-- BEGIN SUPPLIED DATA --
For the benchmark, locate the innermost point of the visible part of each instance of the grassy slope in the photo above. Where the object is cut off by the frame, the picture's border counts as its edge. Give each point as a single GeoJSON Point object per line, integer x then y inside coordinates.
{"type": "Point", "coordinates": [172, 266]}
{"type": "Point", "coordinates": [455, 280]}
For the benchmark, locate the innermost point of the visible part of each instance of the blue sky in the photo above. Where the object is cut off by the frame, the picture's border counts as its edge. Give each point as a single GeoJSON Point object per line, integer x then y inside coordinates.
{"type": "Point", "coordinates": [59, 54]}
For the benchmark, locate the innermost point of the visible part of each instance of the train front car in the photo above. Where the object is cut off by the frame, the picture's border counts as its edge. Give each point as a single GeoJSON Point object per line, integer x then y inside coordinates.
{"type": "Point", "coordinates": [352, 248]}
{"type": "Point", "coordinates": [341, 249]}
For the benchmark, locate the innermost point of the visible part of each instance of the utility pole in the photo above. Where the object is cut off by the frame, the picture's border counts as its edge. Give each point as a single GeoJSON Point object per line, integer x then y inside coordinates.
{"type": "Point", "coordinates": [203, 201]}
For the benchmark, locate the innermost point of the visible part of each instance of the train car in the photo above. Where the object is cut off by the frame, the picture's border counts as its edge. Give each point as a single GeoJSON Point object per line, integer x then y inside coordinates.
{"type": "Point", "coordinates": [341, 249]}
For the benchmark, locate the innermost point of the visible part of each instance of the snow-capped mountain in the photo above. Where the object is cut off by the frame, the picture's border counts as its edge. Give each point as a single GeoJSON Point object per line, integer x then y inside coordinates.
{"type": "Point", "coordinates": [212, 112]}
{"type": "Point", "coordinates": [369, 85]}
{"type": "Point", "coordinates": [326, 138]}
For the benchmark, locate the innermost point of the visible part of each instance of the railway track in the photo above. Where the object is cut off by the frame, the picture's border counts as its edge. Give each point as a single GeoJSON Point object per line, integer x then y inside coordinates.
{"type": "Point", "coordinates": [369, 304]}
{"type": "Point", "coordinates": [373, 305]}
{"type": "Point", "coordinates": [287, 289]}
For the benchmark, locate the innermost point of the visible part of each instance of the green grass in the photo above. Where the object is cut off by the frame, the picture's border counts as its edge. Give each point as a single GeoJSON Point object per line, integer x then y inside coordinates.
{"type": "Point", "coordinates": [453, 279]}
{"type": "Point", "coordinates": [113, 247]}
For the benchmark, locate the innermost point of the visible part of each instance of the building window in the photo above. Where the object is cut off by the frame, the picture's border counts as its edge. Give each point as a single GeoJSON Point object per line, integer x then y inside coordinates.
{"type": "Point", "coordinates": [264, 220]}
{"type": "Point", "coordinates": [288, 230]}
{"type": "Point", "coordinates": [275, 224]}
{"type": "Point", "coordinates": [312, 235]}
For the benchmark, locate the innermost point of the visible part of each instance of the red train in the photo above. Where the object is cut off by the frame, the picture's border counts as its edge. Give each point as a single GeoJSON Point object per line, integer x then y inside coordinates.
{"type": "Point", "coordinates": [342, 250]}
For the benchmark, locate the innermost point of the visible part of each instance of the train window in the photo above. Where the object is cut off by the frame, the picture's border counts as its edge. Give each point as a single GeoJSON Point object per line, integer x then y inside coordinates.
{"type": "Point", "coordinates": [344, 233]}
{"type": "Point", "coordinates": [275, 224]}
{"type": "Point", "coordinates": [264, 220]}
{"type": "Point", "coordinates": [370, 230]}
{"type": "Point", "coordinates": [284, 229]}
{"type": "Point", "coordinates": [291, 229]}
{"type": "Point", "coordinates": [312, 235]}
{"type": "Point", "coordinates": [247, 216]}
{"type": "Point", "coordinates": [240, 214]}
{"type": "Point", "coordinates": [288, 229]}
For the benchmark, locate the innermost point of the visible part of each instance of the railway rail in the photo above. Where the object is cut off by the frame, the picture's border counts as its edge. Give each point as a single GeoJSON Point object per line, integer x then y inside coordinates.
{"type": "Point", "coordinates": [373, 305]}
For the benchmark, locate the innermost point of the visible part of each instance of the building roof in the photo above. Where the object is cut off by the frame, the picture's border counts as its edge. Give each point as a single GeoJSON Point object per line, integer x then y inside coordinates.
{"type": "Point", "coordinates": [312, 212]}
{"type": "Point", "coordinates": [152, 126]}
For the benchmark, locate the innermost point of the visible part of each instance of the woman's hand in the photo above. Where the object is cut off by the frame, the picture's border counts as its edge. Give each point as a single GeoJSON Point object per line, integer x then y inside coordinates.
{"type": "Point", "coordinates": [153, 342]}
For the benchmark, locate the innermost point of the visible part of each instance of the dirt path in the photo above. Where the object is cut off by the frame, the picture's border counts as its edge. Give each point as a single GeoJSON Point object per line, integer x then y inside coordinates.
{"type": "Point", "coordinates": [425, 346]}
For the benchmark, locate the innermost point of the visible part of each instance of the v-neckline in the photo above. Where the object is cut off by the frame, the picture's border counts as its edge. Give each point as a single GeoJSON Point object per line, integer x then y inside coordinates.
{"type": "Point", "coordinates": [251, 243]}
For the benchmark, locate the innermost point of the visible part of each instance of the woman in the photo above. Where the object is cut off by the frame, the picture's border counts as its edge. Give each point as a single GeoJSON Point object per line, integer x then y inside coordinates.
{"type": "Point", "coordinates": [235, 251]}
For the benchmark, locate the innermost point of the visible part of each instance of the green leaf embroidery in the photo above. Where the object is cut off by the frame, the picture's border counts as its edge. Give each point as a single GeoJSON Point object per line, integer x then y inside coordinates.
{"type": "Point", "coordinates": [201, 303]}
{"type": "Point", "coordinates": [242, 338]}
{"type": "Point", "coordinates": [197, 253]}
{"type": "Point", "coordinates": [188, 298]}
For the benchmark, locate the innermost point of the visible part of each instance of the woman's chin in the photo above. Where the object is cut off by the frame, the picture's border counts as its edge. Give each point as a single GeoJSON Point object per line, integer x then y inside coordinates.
-- END SUPPLIED DATA --
Print the material verbatim, all of it.

For the benchmark, locate the innermost point of the visible part of each instance of the grassy slope in the photo above. Where the object is cut off by the frame, the picture's border counts as its edge. Give each point as a single GeoJSON Point object per line, integer x then y inside coordinates.
{"type": "Point", "coordinates": [172, 266]}
{"type": "Point", "coordinates": [455, 280]}
For the benchmark, locate the innermost point of the visible part of each instance of the blue sky in the photo above. Where the object is cut off by the frame, the picture's border counts as its edge. Give each point as a single GeoJSON Point object per line, integer x then y inside coordinates.
{"type": "Point", "coordinates": [59, 54]}
For the benchmark, locate the innermost point of the visible part of each instance of the train front car in the photo above. Where the object is cut off by the frame, the picture's border counts as its edge. Give each point as a single GeoJSON Point object per line, integer x then y inside coordinates.
{"type": "Point", "coordinates": [352, 248]}
{"type": "Point", "coordinates": [341, 249]}
For the benchmark, locate the innermost point of the visible part of each instance of the utility pole in the photo above. Where the object is cut off by the frame, the picture's border counts as its edge. Give each point as a single GeoJSON Point object per line, integer x then y inside coordinates.
{"type": "Point", "coordinates": [203, 201]}
For the benchmark, locate the innermost point of the visible part of each instance of the train car in the photo above. Where the object is cut off by the frame, the picture's border counts as its edge. Give each point as a single GeoJSON Point object per line, integer x then y inside coordinates.
{"type": "Point", "coordinates": [341, 249]}
For the benchmark, locate the innermost point of the visible part of each instance of the snow-capped mountain in the photo above. Where the object is cut off by the frame, the picture's border counts as its edge. Give each point as a single GeoJSON Point object per line, integer x then y inside coordinates.
{"type": "Point", "coordinates": [212, 112]}
{"type": "Point", "coordinates": [369, 85]}
{"type": "Point", "coordinates": [326, 138]}
For the benchmark, locate the innermost point of the visible part of each instance of the railway track in the photo above. Where the object is cut off by the frame, the picture's border counts as its edge. Give each point as a single GeoJSON Point object per line, integer x then y inside coordinates.
{"type": "Point", "coordinates": [369, 304]}
{"type": "Point", "coordinates": [373, 305]}
{"type": "Point", "coordinates": [287, 289]}
For the benchmark, locate the innermost point of the visible part of each instance of the green grass in the photo above. Where the object is cut off by the frame, the picture's border counts as its edge. Give each point as a single GeoJSON Point object per line, integer x then y inside coordinates.
{"type": "Point", "coordinates": [453, 279]}
{"type": "Point", "coordinates": [113, 247]}
For the benchmark, locate the innermost point of the visible part of each instance of the building window in the photo above. Where the object is cut off by the frame, the picture's border counts as its edge. Give each point as a single GeoJSON Point object per line, integer x then y inside coordinates.
{"type": "Point", "coordinates": [264, 220]}
{"type": "Point", "coordinates": [288, 230]}
{"type": "Point", "coordinates": [275, 224]}
{"type": "Point", "coordinates": [312, 235]}
For the benchmark, locate the innermost point of the visible part of each instance of the red train in the photo above. Where the object is cut off by the frame, the picture's border counts as its edge. Give each point as a single GeoJSON Point object per line, integer x then y inside coordinates.
{"type": "Point", "coordinates": [342, 250]}
For the benchmark, locate the innermost point of the visible part of each instance of the train window in the photo above. Where the object is cut off by the frame, the picture's border counts as its edge. Give each point as a single GeoJSON Point object per line, integer x then y inside coordinates.
{"type": "Point", "coordinates": [344, 233]}
{"type": "Point", "coordinates": [275, 224]}
{"type": "Point", "coordinates": [264, 220]}
{"type": "Point", "coordinates": [370, 230]}
{"type": "Point", "coordinates": [284, 229]}
{"type": "Point", "coordinates": [291, 229]}
{"type": "Point", "coordinates": [312, 235]}
{"type": "Point", "coordinates": [247, 216]}
{"type": "Point", "coordinates": [240, 214]}
{"type": "Point", "coordinates": [288, 229]}
For the benchmark, locate the innermost point of the visible part of each instance of the railway rail in the photo above. Where the object is cut off by the frame, the picture's border counts as its edge. Give each point as a single GeoJSON Point object per line, integer x then y inside coordinates.
{"type": "Point", "coordinates": [373, 305]}
For the benchmark, locate the innermost point of the visible part of each instance of the building roof in the photo above. Where the object is cut off by the frame, the picture's border counts as its edge. Give each point as a single GeoJSON Point object per line, integer x then y inside coordinates.
{"type": "Point", "coordinates": [312, 212]}
{"type": "Point", "coordinates": [152, 126]}
For the benchmark, locate the innermost point of the visible part of each instance of the woman's hand in the photo above. Where the object is cut off by the frame, the picture's border counts as its edge. Give each point as a single GeoJSON Point object per line, integer x then y inside coordinates.
{"type": "Point", "coordinates": [153, 342]}
For the benchmark, locate the innermost point of the visible part of each instance of the dirt path in the photo above. Where the object is cut off by the frame, the picture's border counts as its edge. Give each point as a single GeoJSON Point object per line, integer x then y inside coordinates.
{"type": "Point", "coordinates": [425, 346]}
For the benchmark, locate the innermost point of the visible part of each instance of the v-neckline in the photo above. Where the object is cut off by the frame, the picture's border counts as its edge. Give each point as a single GeoJSON Point object per line, integer x then y inside coordinates.
{"type": "Point", "coordinates": [251, 243]}
For the benchmark, locate the innermost point of the visible part of each instance of the woman in the photo above. Where the object is cut off by the frame, the picture's border counts as its edge. Give each point as a single GeoJSON Point object per line, integer x then y inside coordinates.
{"type": "Point", "coordinates": [235, 251]}
For the benchmark, locate the innermost point of the visible part of each instance of the green leaf embroidery in the photo above. Where the object is cut off by the frame, the picture's border counts as its edge. Give each point as a single GeoJSON Point object per line, integer x then y inside coordinates.
{"type": "Point", "coordinates": [201, 303]}
{"type": "Point", "coordinates": [242, 338]}
{"type": "Point", "coordinates": [197, 253]}
{"type": "Point", "coordinates": [188, 298]}
For the benchmark, locate the innermost point of the visible part of each instance of the woman's chin in the photo above. Where the object is cut off by the frame, the picture's border counts as its edge. Give each point as a single GeoJSON Point object per line, integer x then y inside coordinates.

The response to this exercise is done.